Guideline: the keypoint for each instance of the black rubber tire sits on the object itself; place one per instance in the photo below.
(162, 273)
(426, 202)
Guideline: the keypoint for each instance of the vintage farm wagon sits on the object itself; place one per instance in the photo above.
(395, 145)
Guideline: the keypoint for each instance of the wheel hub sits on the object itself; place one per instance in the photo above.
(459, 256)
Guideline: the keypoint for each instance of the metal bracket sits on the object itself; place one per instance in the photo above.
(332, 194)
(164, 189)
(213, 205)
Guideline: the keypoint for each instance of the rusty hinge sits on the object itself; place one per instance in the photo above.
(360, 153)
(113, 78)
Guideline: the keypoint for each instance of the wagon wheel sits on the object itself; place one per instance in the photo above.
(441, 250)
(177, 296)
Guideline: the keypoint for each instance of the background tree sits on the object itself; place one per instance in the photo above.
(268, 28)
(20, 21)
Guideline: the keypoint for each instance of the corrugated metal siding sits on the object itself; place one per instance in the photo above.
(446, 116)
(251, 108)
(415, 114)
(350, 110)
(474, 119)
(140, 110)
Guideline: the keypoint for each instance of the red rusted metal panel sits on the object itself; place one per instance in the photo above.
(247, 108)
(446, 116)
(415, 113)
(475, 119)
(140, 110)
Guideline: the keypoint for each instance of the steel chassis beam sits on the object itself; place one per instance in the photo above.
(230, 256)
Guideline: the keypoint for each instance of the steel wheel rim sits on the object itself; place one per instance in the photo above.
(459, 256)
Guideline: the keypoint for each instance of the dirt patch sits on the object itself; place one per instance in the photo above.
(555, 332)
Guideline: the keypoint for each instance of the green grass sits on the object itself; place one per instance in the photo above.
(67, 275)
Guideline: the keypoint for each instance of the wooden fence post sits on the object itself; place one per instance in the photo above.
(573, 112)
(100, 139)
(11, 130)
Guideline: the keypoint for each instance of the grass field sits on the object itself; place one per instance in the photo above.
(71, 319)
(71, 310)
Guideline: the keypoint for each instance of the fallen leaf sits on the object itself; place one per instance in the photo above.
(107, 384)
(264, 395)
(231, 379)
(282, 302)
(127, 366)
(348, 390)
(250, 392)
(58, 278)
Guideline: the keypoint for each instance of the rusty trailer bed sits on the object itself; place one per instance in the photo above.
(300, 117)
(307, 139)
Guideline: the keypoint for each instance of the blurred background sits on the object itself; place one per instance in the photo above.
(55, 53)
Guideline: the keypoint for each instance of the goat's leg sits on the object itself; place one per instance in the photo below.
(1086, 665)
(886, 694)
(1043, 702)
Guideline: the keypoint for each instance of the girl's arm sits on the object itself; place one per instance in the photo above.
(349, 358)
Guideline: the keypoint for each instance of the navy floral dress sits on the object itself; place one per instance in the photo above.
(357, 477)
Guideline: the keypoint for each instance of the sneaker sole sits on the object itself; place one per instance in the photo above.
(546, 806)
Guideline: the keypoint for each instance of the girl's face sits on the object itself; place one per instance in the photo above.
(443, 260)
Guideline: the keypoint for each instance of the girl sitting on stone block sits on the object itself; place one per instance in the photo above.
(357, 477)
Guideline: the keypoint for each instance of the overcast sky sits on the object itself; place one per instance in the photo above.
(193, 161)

> WHAT IS REQUIRED: All records above must be set down exactly, please.

> EXERCISE RESULT:
Guideline: the keypoint for each instance of the black rubber tire sits on the object itself; place one per instance in the photo below.
(162, 273)
(426, 202)
Guideline: the keypoint for each instance of the vintage farm wagon sits on the object itself; place one per instance in the photo above.
(395, 145)
Guideline: the keypoint for each instance of the wheel hub sits on the object itself; place one per instance in the photo above.
(459, 256)
Guideline: the keypoint for each instance of the metal bracket sits on the object itself; place one per instance in the photo above.
(332, 194)
(164, 189)
(213, 205)
Guideline: the keypoint for each instance of the rusty hinge sits on the object itself; place one per instance in the photo above.
(360, 153)
(113, 78)
Guideline: the keypoint for each instance of the wagon wheel sits on the object itself; place one per instance in the photo above.
(441, 250)
(177, 296)
Guideline: the keypoint for each instance of the background tree sits on the object itself; place one per instance in the photo above.
(268, 28)
(20, 21)
Guideline: the keypoint for each instance of the corrugated metal siding sits on the object itself; place one per instance in the photo above.
(446, 116)
(251, 108)
(415, 114)
(350, 110)
(474, 119)
(140, 110)
Guideline: the keypoint for each instance of the red rusted metal panel sits on the object itself; place one per instance in the photo above.
(247, 108)
(446, 116)
(415, 113)
(475, 119)
(140, 110)
Guideline: the keypoint for each instance of the steel chassis beam sits on the object itself; place one per instance in the photo above.
(230, 256)
Guideline: the keypoint for each instance of the steel wheel rim sits on the object itself; place one per instance in the photo above.
(459, 256)
Guideline: the keypoint for each instance of the dirt patch sits on the object itself; place one per instance in the photo above.
(555, 332)
Guideline: the keypoint for each instance of the green grass sits on the object itself; place one per instance in the photo above.
(67, 275)
Guideline: the keypoint for each instance of the wooden fence post sits on the object itself; place one per instance in the photo above.
(573, 112)
(100, 139)
(11, 130)
Guideline: the keypoint for each instance of the grass field sits on the object itself; place one per instance in the photo above.
(71, 319)
(71, 310)
Guideline: the keypoint for each instance of the fallen leaf sits on the object itself; place one per instance in the photo above.
(107, 384)
(264, 395)
(231, 379)
(282, 302)
(127, 366)
(348, 390)
(250, 392)
(58, 278)
Guideline: the keypoint for each instance of the rusty trailer bed sits on the object itself; place one per instance in the photo above.
(300, 117)
(307, 139)
Guideline: the keypoint for each instance of the blurred background sits on the object itself; place one per instance in the photo above.
(55, 53)
Guideline: the keypoint for each instance of the goat's leg sits on the object itself; place one per instance in the photo below.
(1086, 665)
(886, 694)
(1043, 702)
Guideline: the keypoint for each instance of the girl's arm sits on the object itself; place one per instance in the photo above.
(349, 358)
Guideline: the keypoint for each instance of the navy floral dress sits on the object itself; place one per instance in the photo above.
(357, 477)
Guideline: the keypoint for each instance of the sneaker sole sits on the object itself; place one per instance in the photo above.
(546, 806)
Guideline: the keypoint for each instance of the girl's face sits on the object itself; place one per instance in the photo above.
(443, 260)
Guideline: the keypoint for each instance of the girl sitting on stone block sits on the object itself; place one per instance in the photo above.
(357, 477)
Guideline: the keypoint for each instance of the overcast sky sits on the object itself; place one per instance in the photo above.
(193, 161)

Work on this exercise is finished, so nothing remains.